-- begin Provided data --
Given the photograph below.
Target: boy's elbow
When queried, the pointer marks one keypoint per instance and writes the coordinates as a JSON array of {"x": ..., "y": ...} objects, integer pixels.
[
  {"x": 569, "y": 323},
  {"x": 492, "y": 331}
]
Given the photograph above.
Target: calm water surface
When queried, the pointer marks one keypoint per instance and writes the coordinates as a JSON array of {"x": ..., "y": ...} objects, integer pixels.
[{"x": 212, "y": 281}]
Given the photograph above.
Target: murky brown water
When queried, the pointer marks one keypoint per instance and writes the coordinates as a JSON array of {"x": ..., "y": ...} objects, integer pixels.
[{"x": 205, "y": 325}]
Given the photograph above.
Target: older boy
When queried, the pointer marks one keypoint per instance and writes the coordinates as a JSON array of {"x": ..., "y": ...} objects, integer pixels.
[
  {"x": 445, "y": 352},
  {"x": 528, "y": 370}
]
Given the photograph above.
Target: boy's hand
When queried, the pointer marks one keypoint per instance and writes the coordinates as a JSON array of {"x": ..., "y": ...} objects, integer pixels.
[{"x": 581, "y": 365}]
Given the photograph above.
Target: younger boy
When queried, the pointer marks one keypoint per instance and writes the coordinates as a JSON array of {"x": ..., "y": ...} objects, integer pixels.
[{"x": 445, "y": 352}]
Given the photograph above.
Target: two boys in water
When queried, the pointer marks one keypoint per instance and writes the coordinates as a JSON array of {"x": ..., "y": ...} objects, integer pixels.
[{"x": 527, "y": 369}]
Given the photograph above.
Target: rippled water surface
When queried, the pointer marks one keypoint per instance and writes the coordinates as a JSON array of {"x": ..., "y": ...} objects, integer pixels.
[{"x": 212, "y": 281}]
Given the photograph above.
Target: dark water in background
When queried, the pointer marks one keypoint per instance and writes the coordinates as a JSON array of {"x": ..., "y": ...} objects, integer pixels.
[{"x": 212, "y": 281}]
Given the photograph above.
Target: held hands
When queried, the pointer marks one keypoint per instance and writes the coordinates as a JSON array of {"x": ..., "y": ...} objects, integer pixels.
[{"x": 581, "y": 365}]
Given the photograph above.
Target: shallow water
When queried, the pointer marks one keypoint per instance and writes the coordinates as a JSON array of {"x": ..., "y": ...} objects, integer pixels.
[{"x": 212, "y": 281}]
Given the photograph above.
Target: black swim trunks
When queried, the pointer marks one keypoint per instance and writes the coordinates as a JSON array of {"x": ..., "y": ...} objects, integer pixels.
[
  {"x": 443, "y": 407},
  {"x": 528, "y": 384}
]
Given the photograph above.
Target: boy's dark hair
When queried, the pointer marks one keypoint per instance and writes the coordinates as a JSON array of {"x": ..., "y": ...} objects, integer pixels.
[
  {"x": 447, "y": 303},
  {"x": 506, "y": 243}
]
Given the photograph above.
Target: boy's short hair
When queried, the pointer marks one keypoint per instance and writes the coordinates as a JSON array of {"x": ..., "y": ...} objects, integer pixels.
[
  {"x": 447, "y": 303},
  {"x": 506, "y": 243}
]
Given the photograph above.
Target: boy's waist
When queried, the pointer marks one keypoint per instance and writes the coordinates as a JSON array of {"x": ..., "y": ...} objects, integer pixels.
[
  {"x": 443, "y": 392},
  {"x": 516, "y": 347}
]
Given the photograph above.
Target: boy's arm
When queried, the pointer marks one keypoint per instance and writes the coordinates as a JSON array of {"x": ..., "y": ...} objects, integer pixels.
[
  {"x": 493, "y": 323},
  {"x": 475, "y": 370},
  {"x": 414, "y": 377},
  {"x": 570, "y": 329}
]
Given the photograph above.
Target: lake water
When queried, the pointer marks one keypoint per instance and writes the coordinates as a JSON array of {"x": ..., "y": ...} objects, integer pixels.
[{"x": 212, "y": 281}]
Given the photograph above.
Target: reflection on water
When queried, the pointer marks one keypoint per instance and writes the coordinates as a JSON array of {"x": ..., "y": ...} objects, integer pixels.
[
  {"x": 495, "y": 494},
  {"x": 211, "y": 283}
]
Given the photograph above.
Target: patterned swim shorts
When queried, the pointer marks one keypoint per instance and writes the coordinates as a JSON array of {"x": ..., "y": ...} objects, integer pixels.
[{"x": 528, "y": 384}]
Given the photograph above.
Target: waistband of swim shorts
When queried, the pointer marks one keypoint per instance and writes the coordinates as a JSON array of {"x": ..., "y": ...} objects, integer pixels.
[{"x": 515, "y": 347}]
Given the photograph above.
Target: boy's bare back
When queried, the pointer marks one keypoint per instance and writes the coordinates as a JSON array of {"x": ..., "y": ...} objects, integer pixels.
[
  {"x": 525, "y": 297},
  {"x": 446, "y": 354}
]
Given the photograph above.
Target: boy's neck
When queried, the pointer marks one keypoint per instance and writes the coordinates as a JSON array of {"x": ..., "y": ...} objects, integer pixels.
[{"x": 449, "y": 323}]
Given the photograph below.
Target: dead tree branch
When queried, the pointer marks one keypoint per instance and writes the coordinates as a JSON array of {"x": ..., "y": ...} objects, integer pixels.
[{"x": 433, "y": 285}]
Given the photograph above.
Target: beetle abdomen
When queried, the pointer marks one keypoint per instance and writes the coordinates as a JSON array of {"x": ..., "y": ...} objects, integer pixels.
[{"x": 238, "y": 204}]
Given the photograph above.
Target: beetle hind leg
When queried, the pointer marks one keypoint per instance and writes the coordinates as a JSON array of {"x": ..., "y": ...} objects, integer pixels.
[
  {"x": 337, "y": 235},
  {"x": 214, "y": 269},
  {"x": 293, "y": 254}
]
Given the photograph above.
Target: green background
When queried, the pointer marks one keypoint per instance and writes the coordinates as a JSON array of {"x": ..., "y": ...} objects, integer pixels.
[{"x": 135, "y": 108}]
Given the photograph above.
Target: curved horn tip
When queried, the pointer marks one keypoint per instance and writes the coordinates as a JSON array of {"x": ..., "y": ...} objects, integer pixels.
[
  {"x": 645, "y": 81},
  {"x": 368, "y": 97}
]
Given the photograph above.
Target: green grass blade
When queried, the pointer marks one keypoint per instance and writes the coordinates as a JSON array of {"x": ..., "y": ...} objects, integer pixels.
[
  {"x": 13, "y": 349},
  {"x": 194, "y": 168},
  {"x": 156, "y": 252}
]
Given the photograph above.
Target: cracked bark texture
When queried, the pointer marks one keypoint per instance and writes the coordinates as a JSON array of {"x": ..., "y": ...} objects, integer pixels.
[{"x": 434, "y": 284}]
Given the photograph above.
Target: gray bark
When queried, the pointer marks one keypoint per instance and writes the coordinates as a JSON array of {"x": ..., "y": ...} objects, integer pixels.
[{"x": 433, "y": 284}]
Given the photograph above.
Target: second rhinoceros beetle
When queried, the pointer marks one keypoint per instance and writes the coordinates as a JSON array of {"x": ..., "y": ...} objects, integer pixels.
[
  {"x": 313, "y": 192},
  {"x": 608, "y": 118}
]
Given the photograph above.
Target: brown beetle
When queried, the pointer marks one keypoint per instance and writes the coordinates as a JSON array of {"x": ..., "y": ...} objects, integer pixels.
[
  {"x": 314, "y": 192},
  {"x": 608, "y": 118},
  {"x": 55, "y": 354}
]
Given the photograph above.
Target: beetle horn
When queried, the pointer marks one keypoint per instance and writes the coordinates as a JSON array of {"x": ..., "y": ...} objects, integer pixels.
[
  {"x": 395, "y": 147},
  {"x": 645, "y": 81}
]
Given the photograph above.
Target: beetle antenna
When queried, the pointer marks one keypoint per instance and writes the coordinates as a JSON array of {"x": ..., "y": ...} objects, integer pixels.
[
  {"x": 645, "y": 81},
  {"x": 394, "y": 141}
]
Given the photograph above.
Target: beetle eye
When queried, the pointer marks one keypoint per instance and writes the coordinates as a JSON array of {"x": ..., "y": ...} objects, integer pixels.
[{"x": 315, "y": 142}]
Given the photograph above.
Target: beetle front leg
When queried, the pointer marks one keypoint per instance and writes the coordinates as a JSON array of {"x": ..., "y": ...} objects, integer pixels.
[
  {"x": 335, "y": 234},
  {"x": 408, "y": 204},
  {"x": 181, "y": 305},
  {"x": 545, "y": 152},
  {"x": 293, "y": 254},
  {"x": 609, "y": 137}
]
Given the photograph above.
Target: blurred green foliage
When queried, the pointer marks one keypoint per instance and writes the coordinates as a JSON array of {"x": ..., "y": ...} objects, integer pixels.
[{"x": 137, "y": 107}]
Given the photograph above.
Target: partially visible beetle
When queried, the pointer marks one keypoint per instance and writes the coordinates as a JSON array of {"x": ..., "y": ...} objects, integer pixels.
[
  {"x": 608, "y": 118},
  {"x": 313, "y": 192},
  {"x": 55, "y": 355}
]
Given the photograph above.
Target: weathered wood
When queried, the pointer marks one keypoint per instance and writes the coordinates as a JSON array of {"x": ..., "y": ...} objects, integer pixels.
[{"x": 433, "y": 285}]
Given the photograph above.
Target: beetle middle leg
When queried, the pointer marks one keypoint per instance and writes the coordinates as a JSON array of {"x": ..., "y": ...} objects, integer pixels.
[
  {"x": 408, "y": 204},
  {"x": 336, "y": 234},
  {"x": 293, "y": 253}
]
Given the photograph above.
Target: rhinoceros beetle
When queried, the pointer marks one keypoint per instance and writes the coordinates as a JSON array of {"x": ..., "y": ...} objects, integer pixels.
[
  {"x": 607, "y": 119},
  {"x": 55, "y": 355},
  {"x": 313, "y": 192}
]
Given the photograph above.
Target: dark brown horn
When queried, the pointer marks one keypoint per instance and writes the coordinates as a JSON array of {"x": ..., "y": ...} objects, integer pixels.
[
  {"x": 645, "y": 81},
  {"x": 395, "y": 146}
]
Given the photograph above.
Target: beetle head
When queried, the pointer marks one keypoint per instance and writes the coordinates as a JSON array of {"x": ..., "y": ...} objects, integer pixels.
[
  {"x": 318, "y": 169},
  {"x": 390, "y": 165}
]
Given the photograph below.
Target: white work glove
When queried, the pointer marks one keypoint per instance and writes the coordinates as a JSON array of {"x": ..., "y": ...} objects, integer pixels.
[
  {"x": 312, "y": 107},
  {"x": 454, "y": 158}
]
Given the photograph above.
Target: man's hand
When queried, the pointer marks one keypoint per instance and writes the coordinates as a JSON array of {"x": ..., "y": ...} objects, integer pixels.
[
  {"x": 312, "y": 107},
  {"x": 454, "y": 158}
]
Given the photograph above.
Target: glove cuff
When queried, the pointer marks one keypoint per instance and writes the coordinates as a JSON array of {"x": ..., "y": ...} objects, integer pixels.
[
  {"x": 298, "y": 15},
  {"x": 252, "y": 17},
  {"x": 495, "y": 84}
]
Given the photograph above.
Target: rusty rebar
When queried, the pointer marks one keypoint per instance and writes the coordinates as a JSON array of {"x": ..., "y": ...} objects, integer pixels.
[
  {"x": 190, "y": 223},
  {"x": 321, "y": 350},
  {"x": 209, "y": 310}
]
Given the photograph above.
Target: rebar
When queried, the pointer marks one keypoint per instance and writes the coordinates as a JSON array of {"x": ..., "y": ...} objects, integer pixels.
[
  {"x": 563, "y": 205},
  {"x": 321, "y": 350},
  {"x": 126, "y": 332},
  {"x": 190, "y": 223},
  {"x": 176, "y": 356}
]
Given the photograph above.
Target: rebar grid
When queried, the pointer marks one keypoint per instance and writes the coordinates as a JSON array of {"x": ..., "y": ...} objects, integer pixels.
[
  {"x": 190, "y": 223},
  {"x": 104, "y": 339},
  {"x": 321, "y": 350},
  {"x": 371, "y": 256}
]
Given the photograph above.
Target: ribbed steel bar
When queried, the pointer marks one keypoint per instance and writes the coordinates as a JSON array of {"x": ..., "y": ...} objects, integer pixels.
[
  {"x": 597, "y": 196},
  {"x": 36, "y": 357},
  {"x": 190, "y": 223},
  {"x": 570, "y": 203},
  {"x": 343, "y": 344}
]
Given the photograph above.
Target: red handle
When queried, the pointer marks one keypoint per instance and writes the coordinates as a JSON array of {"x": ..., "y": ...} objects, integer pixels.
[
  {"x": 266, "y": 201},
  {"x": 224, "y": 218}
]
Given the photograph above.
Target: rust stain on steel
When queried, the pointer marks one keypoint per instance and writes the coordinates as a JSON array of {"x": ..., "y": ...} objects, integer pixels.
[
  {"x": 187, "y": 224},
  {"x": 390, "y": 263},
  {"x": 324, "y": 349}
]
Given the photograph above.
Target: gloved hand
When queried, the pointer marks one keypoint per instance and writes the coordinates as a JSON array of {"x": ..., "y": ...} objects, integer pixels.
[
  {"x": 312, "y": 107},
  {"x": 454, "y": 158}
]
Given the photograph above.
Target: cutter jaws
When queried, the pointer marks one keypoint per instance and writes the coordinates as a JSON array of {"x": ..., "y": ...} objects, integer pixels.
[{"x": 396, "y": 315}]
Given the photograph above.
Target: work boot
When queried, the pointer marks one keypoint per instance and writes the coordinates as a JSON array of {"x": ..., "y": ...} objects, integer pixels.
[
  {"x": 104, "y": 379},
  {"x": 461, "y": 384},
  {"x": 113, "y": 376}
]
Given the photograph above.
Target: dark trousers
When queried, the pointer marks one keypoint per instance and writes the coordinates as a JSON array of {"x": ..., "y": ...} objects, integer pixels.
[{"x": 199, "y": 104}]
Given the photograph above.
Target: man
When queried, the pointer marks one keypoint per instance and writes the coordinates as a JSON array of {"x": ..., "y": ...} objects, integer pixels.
-- end Provided data --
- _Aim_
Pick out each row above that contains the word "steel", treating uppercase and lowercase as different.

- _Written solution_
Target: ribbed steel bar
Target: rust stain on steel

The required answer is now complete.